## Consigne écrite A
Restituez toutes les lignes de la liste sous forme de tableau Markdown à deux colonnes, « Numéro » et « Ligne », sans les lignes vides. Laissez les images hors de la réponse, s'il vous plaît.

## Extrait du texte
———
Élections allemandes : le temps des incertitudes

Les élections au Bundestag n’ont pas seulement marqué la fin de l’ère Merkel, elles ouvrent une nouvelle période de l’histoire politique de l’Allemagne avec un paysage politique inédit, source de nombreuses incertitudes.

Le temps de la domination de deux grands partis qui ont regroupé à eux deux plus de 75 % de l’électorat pendant des décennies semble définitivement révolu : en 2021, SPD et CDU n’atteignent pas les 50 %, et s’ils veulent mettre fin à leur « grande coalition », ils seront obligés d’établir une coalition à 3 partis, ce qui n’a jamais été le cas depuis la fondation de la République fédérale en 1949.

Le SPD arrive légèrement en tête et revendique le poste de chancelier, mais il devra s’entendre avec les Verts et les libéraux du FDP, lesquels peuvent également s’allier avec la CDU pour constituer la nouvelle majorité. Ainsi, les Verts, qui font moins bien que ne leur attribuaient les sondages, et le FDP qui a su séduire un électorat jeune, ont acquis un poids politique plus important que leur poids électoral ; cependant ces deux partis voués à gouverner ensemble ne sont guère d’accord entre eux : pour aller vite, les Verts veulent réguler l’économie, le FDP souhaite déréguler. Ils ont donc décidé de d’abord discuter entre eux avant de se tourner vers le SPD et la CDU, là encore une situation inédite.
———
## Consigne écrite B
D'après l'article sur les élections allemandes, quelle part de l'électorat les deux grands partis ont-ils regroupée pendant des décennies ?
———
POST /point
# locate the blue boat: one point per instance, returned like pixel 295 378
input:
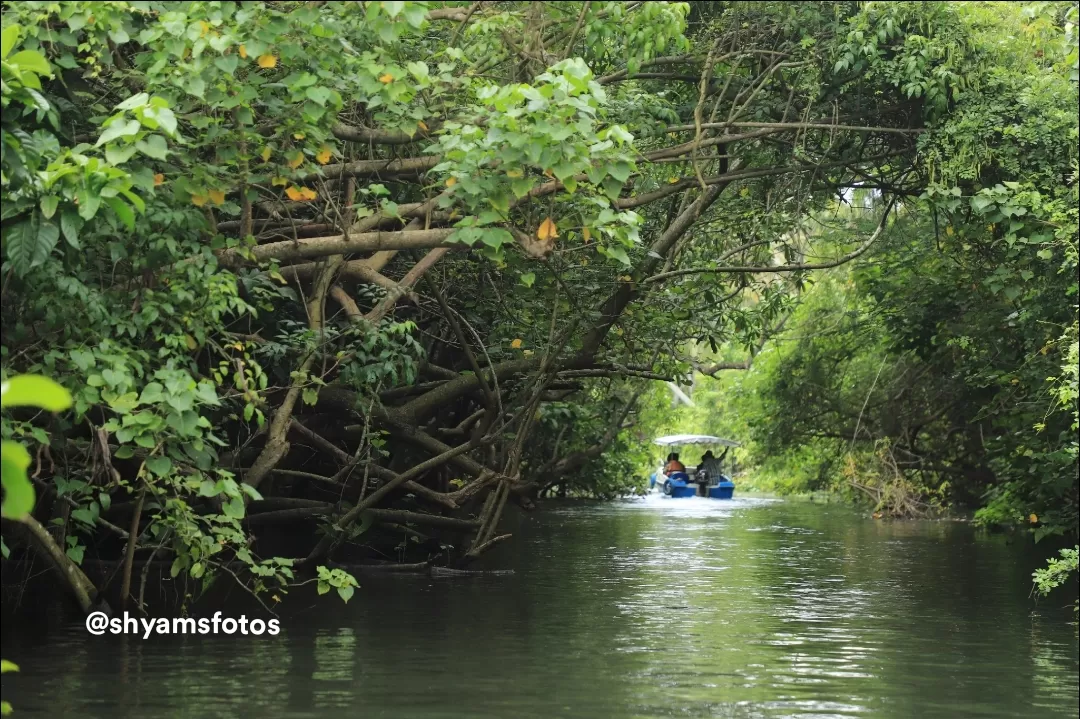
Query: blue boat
pixel 707 482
———
## Réponse écrite A
| Numéro | Ligne |
|---|---|
| 1 | POST /point |
| 2 | # locate the blue boat: one point per instance, returned like pixel 295 378 |
| 3 | input: |
| 4 | Query: blue boat |
| 5 | pixel 707 482 |

## Réponse écrite B
Plus de 75 % de l'électorat.